• Brief 1: Copy the stretch of the peanut allergy article below from "With that kind" through "food in infancy." word for word.
• Brief 2:
Answer these questions about the peanut allergy article below:
(a) How old is Reese Couty?
(b) In what city was the LEAP study conducted?
(c) Until what age were parents of high-risk babies told for years to avoid feeding them peanuts?

• Page excerpt:
▼

PEANUT ALLERGY Early exposure cuts kids’ risk


By Jonel Aleccia

The Seattle Times

SEATTLE

It may look like just another lunch, but when 11-month-old Reese Couty bites into a peanut-butter sandwich at her home, it’s nothing less than revolutionary.

The wispy-haired toddler is at high risk for food allergies, after having severe eczema as a newborn and a scary reaction the first time her mom fed her scrambled eggs.

“She was puffed up like a big old balloon fish, hives everywhere, on her face,” recalled Meghan Couty, 29. “We had paramedics, the whole 9 yards.”

With that kind of history, parents of babies like Reese were told for years to avoid feeding their kids peanuts until age 3, for fear of inducing the potentially deadly allergy and a lifetime of worry.

But a landmark study published this year turned that conventional notion on its head, suggesting that many peanut allergies may be prevented by exposing children to the food in infancy.

The results of the Learning Early About Peanut Allergy (LEAP) study, conducted in London, are so compelling they’ve already made their way to medical clinics and home kitchens across the country.

Local allergists say they’re now seeing dozens of high-risk babies a month, testing to see whether they have a severe peanut allergy and, if they don’t, starting them right away on a diet that includes peanut products. The hope is that the early intervention will halt peanut allergy in the future for the individual child – and the larger population.

▲

• Data supplied:
▼

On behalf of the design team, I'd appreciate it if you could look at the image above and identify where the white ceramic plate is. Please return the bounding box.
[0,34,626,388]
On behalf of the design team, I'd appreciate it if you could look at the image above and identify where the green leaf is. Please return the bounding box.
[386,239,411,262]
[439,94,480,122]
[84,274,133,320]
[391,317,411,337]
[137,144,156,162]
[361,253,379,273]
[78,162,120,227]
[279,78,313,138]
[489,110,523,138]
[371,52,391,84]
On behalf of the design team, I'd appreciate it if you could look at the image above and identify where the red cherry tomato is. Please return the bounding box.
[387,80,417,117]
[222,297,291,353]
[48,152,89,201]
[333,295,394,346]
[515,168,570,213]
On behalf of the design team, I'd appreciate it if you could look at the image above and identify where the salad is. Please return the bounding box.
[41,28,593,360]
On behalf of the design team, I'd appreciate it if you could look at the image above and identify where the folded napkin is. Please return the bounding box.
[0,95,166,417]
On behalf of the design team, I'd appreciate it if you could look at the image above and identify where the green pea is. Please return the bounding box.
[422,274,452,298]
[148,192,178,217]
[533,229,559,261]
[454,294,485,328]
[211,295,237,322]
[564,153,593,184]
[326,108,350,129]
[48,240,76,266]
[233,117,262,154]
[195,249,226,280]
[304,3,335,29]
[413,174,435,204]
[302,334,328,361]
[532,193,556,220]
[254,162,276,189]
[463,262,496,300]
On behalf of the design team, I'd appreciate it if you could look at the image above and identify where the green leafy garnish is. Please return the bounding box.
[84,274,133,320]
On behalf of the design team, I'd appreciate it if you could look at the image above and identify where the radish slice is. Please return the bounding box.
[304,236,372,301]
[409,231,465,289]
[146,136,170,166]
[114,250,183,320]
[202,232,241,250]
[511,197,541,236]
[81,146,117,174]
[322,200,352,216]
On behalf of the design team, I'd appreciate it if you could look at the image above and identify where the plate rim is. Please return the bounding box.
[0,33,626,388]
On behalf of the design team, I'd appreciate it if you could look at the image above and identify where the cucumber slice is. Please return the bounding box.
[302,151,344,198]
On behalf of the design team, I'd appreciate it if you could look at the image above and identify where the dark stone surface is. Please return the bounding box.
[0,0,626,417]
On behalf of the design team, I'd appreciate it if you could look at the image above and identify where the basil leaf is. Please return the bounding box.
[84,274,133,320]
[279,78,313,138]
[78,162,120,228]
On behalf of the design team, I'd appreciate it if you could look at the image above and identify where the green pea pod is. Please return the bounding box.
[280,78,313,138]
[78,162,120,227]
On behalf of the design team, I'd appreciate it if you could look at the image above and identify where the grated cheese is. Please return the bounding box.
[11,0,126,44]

▲

• Answer area 1:
With that kind of history, parents of babies like Reese were told for years to avoid feeding their kids peanuts until age 3, for fear of inducing the potentially deadly allergy and a lifetime of worry.

But a landmark study published this year turned that conventional notion on its head, suggesting that many peanut allergies may be prevented by exposing children to the food in infancy.

• Answer area 2:
(a) 11 months old
(b) London
(c) Age 3